◆ ВЫБРАННЫЙ ОТРЫВОК
5) См., напр., статью Адамовича “Об М. Кузмине” (Звено. 1923. 13 октября; перепеч.: Адамович Г. Собр. соч.: Литературные беседы. СПб., 1997. Кн. 1).

6) Явная ошибка: стихотворение Ахматовой “Учитель” посвящено И. Анненскому. Видимо, мемуарист имел в виду то, что Кузмин написал предисловие к первой книге Ахматовой.

7) Своеобразный ответ Адамовича на фразу, сказанную ему Кузминым в 1923 г., незадолго до отъезда Адамовича из России: “Ты, Жоржик, дурак” (Богомолов Н.А., Малмстад Дж.Э. Михаил Кузмин: искусство, жизнь, эпоха. М., 1996. С. 240; ср. вариант, рассказанный Адамовичем Иваску: Иваск Ю. Разговоры с Адамовичем // Новый журнал. 1979. № 134. С. 98).

8) Перефразировка строки из “Евгения Онегина”: “Хранить молчанье в важном споре” (гл. I, с. V).

9) О романо-германском семинаре Петербургского университета в связи с Гумилевым см.: Азадовский К.М., Тименчик Р.Д. К биографии Н.С. Гумилева (вокруг дневников и альбомов Ф.Ф. Фидлера) // Русская литература. 1988. № 2. С. 182—184. Сам Адамович вспоминал о нем: Петербургский университет: (К 150-летию со дня его основания) // Новое русское слово. 1969. 7 марта. Ср. также: Депретто Катрин. Петербургский университет и Серебряный век // Санкт-Петербург: окно в Россию. СПб., 1997; Письма К.В. Мочульского к В.М. Жирмунскому / Публ. А.В. Лаврова // НЛО. 1999. № 35.

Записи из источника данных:
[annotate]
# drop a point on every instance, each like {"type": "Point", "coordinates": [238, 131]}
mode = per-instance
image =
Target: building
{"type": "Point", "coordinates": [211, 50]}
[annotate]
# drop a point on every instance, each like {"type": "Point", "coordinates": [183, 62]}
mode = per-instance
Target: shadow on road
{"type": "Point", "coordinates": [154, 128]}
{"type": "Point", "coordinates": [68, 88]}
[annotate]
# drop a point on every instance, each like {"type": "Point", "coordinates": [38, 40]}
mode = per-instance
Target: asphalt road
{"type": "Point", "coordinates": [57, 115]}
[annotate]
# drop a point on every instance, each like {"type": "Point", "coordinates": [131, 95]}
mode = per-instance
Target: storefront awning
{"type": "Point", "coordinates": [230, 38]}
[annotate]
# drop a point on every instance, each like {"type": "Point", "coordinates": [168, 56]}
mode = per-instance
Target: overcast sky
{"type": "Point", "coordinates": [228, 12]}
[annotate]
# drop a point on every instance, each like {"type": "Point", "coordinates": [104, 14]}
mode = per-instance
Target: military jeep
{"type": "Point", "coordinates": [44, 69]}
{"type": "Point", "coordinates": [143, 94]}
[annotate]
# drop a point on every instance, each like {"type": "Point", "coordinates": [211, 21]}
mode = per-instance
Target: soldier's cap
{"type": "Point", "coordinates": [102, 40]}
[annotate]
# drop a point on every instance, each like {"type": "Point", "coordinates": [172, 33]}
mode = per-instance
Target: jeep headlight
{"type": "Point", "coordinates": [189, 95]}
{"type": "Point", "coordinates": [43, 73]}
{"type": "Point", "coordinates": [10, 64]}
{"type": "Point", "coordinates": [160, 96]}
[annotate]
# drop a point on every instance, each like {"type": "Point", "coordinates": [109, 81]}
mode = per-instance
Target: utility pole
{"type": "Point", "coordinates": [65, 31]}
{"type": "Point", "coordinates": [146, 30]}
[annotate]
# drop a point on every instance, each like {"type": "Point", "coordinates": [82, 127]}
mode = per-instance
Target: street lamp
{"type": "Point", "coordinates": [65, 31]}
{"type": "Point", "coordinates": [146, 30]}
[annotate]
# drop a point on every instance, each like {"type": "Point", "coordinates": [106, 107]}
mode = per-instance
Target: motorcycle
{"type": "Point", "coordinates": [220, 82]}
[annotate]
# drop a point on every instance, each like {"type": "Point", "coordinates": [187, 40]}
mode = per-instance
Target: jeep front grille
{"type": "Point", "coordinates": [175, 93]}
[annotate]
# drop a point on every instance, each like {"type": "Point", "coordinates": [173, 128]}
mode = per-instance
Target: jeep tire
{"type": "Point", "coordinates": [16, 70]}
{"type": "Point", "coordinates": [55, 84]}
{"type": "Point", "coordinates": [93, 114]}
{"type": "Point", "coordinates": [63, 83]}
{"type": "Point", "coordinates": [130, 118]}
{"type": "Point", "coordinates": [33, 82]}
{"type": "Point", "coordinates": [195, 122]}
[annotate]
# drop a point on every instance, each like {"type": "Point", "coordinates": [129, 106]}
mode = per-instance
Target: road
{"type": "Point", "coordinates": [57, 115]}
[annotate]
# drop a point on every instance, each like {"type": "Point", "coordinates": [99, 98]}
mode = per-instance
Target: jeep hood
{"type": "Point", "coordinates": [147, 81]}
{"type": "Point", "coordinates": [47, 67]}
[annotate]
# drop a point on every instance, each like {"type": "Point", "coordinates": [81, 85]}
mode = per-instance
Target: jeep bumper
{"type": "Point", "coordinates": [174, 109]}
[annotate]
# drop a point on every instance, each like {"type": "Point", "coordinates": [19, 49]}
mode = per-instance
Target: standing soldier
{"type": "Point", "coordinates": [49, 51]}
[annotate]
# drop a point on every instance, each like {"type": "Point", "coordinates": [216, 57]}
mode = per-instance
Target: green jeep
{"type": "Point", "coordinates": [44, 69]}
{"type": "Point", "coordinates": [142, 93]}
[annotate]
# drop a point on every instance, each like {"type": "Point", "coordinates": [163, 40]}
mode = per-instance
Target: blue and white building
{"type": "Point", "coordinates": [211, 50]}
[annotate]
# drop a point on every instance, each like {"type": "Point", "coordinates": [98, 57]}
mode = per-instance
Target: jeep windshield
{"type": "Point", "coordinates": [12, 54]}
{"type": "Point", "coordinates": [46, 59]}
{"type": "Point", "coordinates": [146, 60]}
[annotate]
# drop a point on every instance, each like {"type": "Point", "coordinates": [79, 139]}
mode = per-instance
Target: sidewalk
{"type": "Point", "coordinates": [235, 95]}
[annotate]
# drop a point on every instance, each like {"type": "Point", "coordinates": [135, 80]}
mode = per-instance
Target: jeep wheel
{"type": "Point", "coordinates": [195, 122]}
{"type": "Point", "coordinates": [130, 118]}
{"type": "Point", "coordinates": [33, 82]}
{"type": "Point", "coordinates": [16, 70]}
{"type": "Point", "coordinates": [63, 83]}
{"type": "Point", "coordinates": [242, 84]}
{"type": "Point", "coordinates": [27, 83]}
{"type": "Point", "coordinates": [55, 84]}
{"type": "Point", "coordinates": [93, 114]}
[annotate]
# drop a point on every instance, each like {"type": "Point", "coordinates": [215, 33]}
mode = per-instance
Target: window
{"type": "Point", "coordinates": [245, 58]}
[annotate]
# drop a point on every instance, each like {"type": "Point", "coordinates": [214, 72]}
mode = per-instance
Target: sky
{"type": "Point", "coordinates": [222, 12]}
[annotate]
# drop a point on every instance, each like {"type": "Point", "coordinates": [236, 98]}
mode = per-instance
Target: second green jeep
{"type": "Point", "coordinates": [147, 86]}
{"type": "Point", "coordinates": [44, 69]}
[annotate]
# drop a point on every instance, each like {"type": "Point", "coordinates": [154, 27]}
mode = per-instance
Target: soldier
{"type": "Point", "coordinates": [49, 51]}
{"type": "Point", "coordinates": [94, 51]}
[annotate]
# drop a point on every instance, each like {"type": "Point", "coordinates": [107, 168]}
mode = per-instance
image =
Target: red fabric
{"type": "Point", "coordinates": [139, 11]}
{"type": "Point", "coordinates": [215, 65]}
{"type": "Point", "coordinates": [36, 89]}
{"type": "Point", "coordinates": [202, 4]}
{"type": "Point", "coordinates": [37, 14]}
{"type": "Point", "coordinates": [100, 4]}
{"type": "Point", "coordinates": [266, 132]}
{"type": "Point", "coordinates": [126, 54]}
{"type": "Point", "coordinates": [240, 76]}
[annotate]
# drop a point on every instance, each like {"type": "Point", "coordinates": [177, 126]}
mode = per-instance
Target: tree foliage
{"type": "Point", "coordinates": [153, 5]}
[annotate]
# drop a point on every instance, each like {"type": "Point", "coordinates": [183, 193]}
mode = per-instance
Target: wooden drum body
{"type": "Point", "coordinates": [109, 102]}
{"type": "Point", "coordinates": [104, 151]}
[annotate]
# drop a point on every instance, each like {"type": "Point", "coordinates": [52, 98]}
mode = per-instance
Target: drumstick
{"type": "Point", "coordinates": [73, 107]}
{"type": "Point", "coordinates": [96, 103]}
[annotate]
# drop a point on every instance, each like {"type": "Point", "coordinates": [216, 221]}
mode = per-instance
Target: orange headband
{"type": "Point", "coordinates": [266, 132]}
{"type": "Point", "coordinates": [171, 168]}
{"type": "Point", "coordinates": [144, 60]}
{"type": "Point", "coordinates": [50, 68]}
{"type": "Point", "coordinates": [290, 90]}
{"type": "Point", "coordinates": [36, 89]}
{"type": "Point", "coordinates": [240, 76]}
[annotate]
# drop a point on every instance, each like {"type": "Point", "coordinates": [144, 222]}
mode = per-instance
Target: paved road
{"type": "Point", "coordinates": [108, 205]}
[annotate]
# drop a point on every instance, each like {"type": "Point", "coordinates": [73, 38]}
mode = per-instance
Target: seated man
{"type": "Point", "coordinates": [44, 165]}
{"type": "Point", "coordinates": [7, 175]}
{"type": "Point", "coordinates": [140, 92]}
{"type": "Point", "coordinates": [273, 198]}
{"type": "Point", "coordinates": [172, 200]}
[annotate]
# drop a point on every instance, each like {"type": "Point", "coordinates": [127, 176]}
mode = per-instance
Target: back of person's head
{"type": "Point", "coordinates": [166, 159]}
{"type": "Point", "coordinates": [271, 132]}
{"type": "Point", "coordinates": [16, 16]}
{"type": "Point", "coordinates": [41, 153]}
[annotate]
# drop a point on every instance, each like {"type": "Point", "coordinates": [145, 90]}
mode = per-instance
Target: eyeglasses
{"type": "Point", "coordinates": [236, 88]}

◆ ЦЕЛЬ ЗАДАНИЯ
Выпишите все годы, которые упоминаются в примечании 9 из приведенных выше примечаний, в порядке их появления.

◆ ОТВЕТ
1988, 1969, 1997, 1999